◆ Given request:
Can you format all of the data below as a JSON list of strings, with one string per line and blank lines left out?

◆ Data rows:
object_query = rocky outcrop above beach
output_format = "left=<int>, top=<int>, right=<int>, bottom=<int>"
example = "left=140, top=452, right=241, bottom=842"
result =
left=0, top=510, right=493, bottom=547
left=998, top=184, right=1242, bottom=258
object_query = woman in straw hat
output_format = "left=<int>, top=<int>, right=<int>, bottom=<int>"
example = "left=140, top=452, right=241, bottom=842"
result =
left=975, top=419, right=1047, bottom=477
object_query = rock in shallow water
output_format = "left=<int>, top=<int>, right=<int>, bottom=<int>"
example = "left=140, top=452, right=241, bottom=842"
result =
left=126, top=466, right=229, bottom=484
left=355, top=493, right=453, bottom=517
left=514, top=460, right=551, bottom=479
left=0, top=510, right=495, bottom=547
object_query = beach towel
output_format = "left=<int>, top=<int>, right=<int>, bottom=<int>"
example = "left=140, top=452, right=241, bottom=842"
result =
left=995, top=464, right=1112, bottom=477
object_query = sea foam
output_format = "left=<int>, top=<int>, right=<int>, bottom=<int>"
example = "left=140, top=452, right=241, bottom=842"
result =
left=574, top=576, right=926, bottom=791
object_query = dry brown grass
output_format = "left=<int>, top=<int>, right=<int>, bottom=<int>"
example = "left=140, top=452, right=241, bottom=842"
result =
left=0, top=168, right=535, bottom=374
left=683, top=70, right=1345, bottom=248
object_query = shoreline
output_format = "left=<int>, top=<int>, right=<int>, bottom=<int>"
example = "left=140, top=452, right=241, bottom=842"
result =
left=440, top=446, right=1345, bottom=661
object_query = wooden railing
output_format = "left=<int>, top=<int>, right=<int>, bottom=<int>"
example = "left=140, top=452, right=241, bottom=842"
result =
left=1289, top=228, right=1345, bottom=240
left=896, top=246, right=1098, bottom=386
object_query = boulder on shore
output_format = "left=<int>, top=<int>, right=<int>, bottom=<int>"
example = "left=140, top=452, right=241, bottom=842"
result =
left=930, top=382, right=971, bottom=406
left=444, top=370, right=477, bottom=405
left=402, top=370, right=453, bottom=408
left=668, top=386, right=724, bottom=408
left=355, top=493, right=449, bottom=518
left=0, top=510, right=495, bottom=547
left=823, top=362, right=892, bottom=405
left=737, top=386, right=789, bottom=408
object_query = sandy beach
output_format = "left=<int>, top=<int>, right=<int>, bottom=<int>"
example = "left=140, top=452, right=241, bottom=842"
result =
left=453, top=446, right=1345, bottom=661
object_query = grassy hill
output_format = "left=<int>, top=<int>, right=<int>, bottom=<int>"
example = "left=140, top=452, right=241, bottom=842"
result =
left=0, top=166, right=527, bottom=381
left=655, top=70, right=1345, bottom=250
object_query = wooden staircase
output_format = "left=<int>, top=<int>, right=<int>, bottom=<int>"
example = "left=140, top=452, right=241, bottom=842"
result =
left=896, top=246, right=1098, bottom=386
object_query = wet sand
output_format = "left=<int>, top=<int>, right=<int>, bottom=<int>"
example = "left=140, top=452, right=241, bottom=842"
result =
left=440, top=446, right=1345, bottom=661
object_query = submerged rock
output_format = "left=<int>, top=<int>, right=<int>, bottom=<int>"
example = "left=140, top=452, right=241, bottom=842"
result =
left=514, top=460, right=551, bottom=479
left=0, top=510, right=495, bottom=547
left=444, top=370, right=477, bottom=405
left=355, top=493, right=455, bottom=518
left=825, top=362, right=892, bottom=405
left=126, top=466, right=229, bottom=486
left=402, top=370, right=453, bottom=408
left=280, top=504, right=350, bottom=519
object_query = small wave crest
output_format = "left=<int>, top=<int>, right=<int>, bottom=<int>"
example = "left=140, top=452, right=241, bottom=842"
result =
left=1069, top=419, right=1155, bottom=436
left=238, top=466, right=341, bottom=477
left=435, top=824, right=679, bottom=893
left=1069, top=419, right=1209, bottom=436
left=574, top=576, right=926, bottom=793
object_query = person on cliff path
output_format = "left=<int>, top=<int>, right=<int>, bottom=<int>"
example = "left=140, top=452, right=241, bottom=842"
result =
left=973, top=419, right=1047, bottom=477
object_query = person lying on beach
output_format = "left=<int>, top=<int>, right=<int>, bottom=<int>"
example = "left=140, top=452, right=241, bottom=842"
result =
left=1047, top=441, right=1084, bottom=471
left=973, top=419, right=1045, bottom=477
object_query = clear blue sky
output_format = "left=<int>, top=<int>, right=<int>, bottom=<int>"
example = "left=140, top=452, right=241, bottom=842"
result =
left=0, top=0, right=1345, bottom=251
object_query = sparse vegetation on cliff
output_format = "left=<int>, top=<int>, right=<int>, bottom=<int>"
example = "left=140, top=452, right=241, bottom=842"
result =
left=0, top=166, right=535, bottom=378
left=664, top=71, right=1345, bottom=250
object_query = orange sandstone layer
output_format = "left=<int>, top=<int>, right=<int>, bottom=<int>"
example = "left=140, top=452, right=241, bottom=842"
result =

◆ Solution:
[
  "object_query = rocky outcrop above beach",
  "output_format = \"left=<int>, top=<int>, right=<int>, bottom=<int>\"",
  "example = \"left=140, top=452, right=241, bottom=842\"",
  "result =",
  "left=0, top=510, right=493, bottom=547",
  "left=998, top=184, right=1242, bottom=258",
  "object_query = woman in straw hat",
  "output_format = \"left=<int>, top=<int>, right=<int>, bottom=<int>\"",
  "example = \"left=140, top=452, right=241, bottom=842\"",
  "result =",
  "left=975, top=419, right=1047, bottom=477",
  "object_query = rock in shallow water",
  "output_format = \"left=<int>, top=<int>, right=<int>, bottom=<int>\"",
  "example = \"left=140, top=452, right=241, bottom=842\"",
  "result =",
  "left=126, top=466, right=229, bottom=484",
  "left=355, top=493, right=453, bottom=517",
  "left=514, top=460, right=551, bottom=479",
  "left=0, top=510, right=495, bottom=547",
  "object_query = beach towel",
  "output_format = \"left=<int>, top=<int>, right=<int>, bottom=<int>\"",
  "example = \"left=140, top=452, right=241, bottom=842\"",
  "result =",
  "left=995, top=464, right=1112, bottom=477",
  "object_query = sea foam",
  "output_format = \"left=<int>, top=<int>, right=<int>, bottom=<int>\"",
  "example = \"left=140, top=452, right=241, bottom=842\"",
  "result =",
  "left=574, top=576, right=926, bottom=791",
  "object_query = dry brown grass",
  "output_format = \"left=<int>, top=<int>, right=<int>, bottom=<int>\"",
  "example = \"left=140, top=452, right=241, bottom=842\"",
  "result =",
  "left=0, top=168, right=535, bottom=374",
  "left=683, top=70, right=1345, bottom=248",
  "object_query = shoreline",
  "output_format = \"left=<int>, top=<int>, right=<int>, bottom=<int>\"",
  "example = \"left=140, top=452, right=241, bottom=842\"",
  "result =",
  "left=440, top=446, right=1345, bottom=661",
  "object_query = wooden railing",
  "output_format = \"left=<int>, top=<int>, right=<int>, bottom=<int>\"",
  "example = \"left=140, top=452, right=241, bottom=842\"",
  "result =",
  "left=1289, top=228, right=1345, bottom=240",
  "left=896, top=246, right=1098, bottom=386",
  "object_query = boulder on shore",
  "output_format = \"left=<int>, top=<int>, right=<int>, bottom=<int>\"",
  "example = \"left=140, top=452, right=241, bottom=842\"",
  "result =",
  "left=930, top=382, right=971, bottom=406",
  "left=444, top=370, right=477, bottom=405",
  "left=402, top=370, right=453, bottom=408",
  "left=668, top=386, right=724, bottom=408",
  "left=355, top=493, right=449, bottom=518",
  "left=0, top=510, right=495, bottom=547",
  "left=823, top=362, right=892, bottom=405",
  "left=737, top=386, right=789, bottom=408",
  "object_query = sandy beach",
  "output_format = \"left=<int>, top=<int>, right=<int>, bottom=<int>\"",
  "example = \"left=140, top=452, right=241, bottom=842\"",
  "result =",
  "left=453, top=446, right=1345, bottom=661",
  "object_query = grassy hill",
  "output_format = \"left=<int>, top=<int>, right=<int>, bottom=<int>\"",
  "example = \"left=140, top=452, right=241, bottom=842\"",
  "result =",
  "left=0, top=166, right=527, bottom=381",
  "left=655, top=70, right=1345, bottom=250",
  "object_query = wooden staircase",
  "output_format = \"left=<int>, top=<int>, right=<int>, bottom=<int>\"",
  "example = \"left=140, top=452, right=241, bottom=842\"",
  "result =",
  "left=896, top=246, right=1098, bottom=386",
  "object_query = wet sand",
  "output_format = \"left=<int>, top=<int>, right=<int>, bottom=<int>\"",
  "example = \"left=140, top=452, right=241, bottom=842\"",
  "result =",
  "left=440, top=446, right=1345, bottom=661",
  "object_query = submerged rock",
  "output_format = \"left=<int>, top=<int>, right=<int>, bottom=<int>\"",
  "example = \"left=140, top=452, right=241, bottom=842\"",
  "result =",
  "left=514, top=460, right=551, bottom=479",
  "left=0, top=510, right=495, bottom=547",
  "left=444, top=370, right=477, bottom=405",
  "left=355, top=493, right=455, bottom=518",
  "left=825, top=362, right=892, bottom=405",
  "left=126, top=466, right=229, bottom=486",
  "left=402, top=370, right=453, bottom=408",
  "left=280, top=504, right=350, bottom=519",
  "object_query = small wave crest",
  "output_format = \"left=<int>, top=<int>, right=<int>, bottom=<int>\"",
  "example = \"left=140, top=452, right=241, bottom=842\"",
  "result =",
  "left=1069, top=419, right=1155, bottom=436",
  "left=238, top=466, right=341, bottom=477",
  "left=435, top=824, right=679, bottom=893",
  "left=1069, top=419, right=1209, bottom=436",
  "left=574, top=576, right=926, bottom=793",
  "object_query = person on cliff path",
  "output_format = \"left=<int>, top=<int>, right=<int>, bottom=<int>\"",
  "example = \"left=140, top=452, right=241, bottom=842\"",
  "result =",
  "left=973, top=419, right=1047, bottom=477",
  "object_query = person lying on beach",
  "output_format = \"left=<int>, top=<int>, right=<int>, bottom=<int>\"",
  "example = \"left=140, top=452, right=241, bottom=842\"",
  "result =",
  "left=1047, top=441, right=1084, bottom=471",
  "left=973, top=419, right=1045, bottom=477",
  "object_query = clear blue sky",
  "output_format = \"left=<int>, top=<int>, right=<int>, bottom=<int>\"",
  "example = \"left=140, top=452, right=241, bottom=842\"",
  "result =",
  "left=0, top=0, right=1345, bottom=251",
  "object_query = sparse vegetation on cliff",
  "output_format = \"left=<int>, top=<int>, right=<int>, bottom=<int>\"",
  "example = \"left=140, top=452, right=241, bottom=842\"",
  "result =",
  "left=0, top=166, right=535, bottom=378",
  "left=664, top=71, right=1345, bottom=250",
  "object_query = orange sandstone layer",
  "output_format = \"left=<int>, top=<int>, right=<int>, bottom=<int>\"",
  "example = \"left=140, top=452, right=241, bottom=842\"",
  "result ="
]